▶ _Alıştırma hedefi_
Aşağıdaki kayıtlarda "scan for hardwood floor" ifadesini içeren satırdan başlayıp "[410,159,463,241]" ifadesini içeren satırda biten bölümü, iki uç satır da dahil olmak üzere hiçbir değişiklik yapmadan tekrar yazın. Bu satırların dışında hiçbir şey eklemeyin.

▶ _Görev kayıtları_
------------

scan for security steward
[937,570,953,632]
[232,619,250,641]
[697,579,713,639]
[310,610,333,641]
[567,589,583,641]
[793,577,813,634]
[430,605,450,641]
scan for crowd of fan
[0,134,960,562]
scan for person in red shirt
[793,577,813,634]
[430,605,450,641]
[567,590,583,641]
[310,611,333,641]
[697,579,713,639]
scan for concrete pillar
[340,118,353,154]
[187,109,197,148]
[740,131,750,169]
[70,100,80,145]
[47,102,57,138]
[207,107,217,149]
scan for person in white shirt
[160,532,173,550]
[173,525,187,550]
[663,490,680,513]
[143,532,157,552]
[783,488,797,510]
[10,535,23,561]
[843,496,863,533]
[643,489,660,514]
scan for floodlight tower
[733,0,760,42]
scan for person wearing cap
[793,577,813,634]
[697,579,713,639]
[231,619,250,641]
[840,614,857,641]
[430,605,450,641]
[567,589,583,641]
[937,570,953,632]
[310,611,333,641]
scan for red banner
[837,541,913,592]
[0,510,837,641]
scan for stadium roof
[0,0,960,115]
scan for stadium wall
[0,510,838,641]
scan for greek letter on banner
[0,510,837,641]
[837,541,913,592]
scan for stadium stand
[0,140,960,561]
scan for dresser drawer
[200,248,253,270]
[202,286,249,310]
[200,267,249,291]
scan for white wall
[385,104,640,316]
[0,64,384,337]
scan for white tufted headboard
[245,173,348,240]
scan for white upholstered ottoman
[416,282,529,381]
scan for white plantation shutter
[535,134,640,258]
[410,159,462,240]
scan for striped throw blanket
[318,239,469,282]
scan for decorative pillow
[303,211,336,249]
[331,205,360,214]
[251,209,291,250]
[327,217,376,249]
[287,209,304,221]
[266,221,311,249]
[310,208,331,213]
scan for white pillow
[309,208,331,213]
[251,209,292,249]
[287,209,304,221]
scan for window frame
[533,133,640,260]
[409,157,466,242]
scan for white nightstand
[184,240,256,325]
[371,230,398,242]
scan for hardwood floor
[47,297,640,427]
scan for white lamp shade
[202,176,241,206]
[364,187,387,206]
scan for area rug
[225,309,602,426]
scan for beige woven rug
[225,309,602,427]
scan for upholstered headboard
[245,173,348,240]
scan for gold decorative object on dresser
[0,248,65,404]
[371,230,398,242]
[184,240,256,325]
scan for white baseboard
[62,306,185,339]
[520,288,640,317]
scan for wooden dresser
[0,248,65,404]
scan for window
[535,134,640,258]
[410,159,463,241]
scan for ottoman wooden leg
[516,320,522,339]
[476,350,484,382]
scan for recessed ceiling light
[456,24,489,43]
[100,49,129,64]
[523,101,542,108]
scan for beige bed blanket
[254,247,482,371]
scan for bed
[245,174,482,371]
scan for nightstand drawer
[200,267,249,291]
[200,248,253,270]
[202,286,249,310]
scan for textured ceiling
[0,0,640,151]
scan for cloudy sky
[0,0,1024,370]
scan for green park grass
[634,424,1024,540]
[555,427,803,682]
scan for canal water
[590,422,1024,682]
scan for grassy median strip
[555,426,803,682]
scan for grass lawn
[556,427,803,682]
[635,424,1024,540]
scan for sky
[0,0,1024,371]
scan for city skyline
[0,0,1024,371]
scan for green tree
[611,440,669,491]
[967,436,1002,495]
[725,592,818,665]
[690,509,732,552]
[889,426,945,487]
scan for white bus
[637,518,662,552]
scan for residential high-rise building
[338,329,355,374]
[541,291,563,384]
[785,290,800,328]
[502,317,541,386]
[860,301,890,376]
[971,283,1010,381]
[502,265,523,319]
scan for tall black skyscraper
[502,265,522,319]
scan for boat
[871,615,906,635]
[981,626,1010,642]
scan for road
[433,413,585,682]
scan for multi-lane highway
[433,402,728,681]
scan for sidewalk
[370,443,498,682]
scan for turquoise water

------------

▶ _Alıştırma çözümü_
scan for hardwood floor
[47,297,640,427]
scan for white lamp shade
[202,176,241,206]
[364,187,387,206]
scan for area rug
[225,309,602,426]
scan for beige woven rug
[225,309,602,427]
scan for upholstered headboard
[245,173,348,240]
scan for gold decorative object on dresser
[0,248,65,404]
[371,230,398,242]
[184,240,256,325]
scan for white baseboard
[62,306,185,339]
[520,288,640,317]
scan for wooden dresser
[0,248,65,404]
scan for window
[535,134,640,258]
[410,159,463,241]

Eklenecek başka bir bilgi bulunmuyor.